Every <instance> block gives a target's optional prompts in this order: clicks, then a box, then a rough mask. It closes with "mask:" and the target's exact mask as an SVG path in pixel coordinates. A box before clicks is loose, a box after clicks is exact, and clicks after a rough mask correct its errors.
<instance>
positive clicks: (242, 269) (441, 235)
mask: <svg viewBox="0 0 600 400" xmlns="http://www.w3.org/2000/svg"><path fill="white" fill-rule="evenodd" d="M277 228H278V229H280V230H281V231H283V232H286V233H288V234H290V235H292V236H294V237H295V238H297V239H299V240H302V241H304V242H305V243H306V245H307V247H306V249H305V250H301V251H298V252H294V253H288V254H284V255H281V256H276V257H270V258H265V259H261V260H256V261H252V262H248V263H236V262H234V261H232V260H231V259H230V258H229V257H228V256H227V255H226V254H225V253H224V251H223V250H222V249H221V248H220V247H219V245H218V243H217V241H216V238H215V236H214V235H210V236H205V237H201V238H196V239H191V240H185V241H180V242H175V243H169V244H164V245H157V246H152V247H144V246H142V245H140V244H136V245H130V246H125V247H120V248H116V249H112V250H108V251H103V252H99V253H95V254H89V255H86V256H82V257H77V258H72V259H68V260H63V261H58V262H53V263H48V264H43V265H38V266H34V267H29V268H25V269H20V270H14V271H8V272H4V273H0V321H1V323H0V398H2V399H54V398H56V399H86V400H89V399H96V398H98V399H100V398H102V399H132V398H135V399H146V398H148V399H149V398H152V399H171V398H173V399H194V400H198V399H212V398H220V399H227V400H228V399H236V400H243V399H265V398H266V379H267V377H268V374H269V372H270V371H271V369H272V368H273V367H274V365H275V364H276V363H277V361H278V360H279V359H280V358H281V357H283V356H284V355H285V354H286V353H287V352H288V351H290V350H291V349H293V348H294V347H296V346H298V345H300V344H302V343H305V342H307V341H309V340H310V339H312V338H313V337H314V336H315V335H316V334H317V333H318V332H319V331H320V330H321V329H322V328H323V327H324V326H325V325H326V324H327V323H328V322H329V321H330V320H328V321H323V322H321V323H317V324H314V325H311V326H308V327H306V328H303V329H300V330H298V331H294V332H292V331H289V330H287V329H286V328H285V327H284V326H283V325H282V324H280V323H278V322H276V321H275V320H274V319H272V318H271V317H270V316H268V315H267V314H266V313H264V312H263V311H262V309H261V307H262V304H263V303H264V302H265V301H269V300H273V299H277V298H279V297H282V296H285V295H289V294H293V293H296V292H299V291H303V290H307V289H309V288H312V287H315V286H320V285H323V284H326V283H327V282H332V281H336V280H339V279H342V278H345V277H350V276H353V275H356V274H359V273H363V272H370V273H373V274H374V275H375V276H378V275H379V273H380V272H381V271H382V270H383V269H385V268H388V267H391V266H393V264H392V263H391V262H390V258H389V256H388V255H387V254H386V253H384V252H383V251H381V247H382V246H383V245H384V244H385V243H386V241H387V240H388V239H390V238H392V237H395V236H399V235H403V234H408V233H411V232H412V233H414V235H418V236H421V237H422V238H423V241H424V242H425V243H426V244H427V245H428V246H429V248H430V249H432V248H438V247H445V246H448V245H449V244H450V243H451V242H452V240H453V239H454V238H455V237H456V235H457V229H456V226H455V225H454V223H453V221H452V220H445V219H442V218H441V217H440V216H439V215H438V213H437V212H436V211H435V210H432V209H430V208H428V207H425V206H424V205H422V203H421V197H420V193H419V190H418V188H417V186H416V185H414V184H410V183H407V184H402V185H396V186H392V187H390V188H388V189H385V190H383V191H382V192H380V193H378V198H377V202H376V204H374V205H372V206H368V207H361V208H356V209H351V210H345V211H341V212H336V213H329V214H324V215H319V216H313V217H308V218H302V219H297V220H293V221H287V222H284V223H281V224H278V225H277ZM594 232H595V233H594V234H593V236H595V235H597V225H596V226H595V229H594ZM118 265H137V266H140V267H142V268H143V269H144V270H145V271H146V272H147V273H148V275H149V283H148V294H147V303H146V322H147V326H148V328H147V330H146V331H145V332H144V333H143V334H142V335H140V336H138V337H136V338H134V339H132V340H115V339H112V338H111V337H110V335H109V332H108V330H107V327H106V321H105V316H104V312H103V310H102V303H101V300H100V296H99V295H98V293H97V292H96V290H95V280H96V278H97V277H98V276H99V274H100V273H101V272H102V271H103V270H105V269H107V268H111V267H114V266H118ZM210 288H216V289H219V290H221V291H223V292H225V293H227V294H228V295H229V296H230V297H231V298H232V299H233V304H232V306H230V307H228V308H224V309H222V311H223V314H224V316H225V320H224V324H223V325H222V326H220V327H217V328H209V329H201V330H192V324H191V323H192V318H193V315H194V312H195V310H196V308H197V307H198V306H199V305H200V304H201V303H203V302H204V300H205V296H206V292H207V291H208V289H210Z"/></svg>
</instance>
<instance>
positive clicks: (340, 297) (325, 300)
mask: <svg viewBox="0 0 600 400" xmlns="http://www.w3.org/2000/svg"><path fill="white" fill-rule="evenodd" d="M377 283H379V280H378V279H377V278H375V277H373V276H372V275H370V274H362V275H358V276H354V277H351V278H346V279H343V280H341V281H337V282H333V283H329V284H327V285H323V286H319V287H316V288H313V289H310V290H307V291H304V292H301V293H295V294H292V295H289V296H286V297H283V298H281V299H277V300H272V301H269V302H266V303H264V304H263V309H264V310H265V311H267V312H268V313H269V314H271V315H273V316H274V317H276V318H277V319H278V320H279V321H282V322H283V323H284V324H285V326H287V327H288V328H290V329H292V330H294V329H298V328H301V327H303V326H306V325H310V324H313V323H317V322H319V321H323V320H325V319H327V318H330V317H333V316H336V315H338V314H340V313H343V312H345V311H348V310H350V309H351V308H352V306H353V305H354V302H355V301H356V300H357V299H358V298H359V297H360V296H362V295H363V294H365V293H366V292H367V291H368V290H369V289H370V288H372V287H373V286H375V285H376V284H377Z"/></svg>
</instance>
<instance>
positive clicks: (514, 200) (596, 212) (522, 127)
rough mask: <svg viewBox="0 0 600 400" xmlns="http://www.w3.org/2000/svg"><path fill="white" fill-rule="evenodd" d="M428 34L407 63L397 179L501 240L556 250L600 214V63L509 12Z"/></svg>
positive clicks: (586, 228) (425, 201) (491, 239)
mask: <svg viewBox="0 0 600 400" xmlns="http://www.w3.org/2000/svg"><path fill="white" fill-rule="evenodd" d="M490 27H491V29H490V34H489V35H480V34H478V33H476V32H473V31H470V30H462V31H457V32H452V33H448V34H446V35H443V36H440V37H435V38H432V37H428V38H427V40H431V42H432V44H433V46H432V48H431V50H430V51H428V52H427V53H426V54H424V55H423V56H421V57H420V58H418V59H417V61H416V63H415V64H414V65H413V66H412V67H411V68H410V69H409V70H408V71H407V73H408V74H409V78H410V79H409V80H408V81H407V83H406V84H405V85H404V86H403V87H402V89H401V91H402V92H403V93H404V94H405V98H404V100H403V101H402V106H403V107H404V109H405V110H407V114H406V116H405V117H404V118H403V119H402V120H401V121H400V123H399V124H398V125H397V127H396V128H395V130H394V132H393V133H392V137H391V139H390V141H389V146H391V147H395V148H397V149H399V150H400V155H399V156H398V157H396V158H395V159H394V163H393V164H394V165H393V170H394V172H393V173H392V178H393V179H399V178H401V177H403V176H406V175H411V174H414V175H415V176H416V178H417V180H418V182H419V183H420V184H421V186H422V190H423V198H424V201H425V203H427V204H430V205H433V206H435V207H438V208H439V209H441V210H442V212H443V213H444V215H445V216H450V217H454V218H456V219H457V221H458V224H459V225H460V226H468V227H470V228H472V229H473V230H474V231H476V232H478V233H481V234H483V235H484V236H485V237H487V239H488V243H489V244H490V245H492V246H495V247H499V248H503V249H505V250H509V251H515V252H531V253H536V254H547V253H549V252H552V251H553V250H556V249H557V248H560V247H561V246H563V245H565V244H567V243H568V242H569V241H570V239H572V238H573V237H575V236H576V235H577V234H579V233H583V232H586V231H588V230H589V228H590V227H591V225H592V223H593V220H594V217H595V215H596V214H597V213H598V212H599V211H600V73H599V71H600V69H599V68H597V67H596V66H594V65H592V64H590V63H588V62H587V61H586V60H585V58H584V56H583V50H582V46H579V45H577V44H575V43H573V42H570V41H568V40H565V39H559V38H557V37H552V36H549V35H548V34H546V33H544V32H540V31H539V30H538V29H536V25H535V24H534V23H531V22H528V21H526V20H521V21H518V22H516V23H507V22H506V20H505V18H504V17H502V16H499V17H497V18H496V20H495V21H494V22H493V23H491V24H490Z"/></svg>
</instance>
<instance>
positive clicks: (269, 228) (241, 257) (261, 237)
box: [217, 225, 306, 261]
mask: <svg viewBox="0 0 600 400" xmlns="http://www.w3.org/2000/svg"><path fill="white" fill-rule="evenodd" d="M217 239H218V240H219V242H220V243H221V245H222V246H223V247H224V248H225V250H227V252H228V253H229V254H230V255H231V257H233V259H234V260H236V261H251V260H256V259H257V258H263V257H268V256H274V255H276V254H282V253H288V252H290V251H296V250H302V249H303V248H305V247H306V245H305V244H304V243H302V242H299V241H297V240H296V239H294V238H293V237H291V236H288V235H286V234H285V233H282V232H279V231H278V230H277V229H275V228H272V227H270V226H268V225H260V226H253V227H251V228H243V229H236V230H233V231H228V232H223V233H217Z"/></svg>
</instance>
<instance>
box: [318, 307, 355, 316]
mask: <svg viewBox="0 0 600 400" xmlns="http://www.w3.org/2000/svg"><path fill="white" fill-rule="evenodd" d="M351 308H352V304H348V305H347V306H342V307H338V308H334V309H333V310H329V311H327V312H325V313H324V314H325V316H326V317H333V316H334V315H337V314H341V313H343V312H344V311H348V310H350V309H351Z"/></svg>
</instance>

▶ Exercise description: Exactly as they appear, output the line holding "positive clicks: (269, 228)" and all lines after it through the end of the listing above, and only those.

▶ Written answer:
positive clicks: (269, 228) (241, 257) (261, 237)
box: [217, 225, 306, 261]
mask: <svg viewBox="0 0 600 400" xmlns="http://www.w3.org/2000/svg"><path fill="white" fill-rule="evenodd" d="M217 239H218V240H219V242H220V243H221V245H222V246H223V247H224V248H225V250H227V252H228V253H229V254H230V255H231V257H233V259H234V260H236V261H251V260H256V259H257V258H263V257H268V256H274V255H276V254H282V253H288V252H290V251H296V250H302V249H303V248H305V247H306V245H305V244H304V243H302V242H299V241H297V240H296V239H294V238H293V237H291V236H288V235H286V234H285V233H282V232H279V231H278V230H277V229H275V228H272V227H270V226H268V225H260V226H253V227H251V228H243V229H236V230H233V231H228V232H223V233H217Z"/></svg>
</instance>
<instance>
box: [318, 307, 355, 316]
mask: <svg viewBox="0 0 600 400" xmlns="http://www.w3.org/2000/svg"><path fill="white" fill-rule="evenodd" d="M351 308H352V304H348V305H347V306H342V307H338V308H334V309H333V310H329V311H327V312H325V313H324V314H325V316H326V317H333V316H334V315H337V314H341V313H343V312H344V311H348V310H350V309H351Z"/></svg>
</instance>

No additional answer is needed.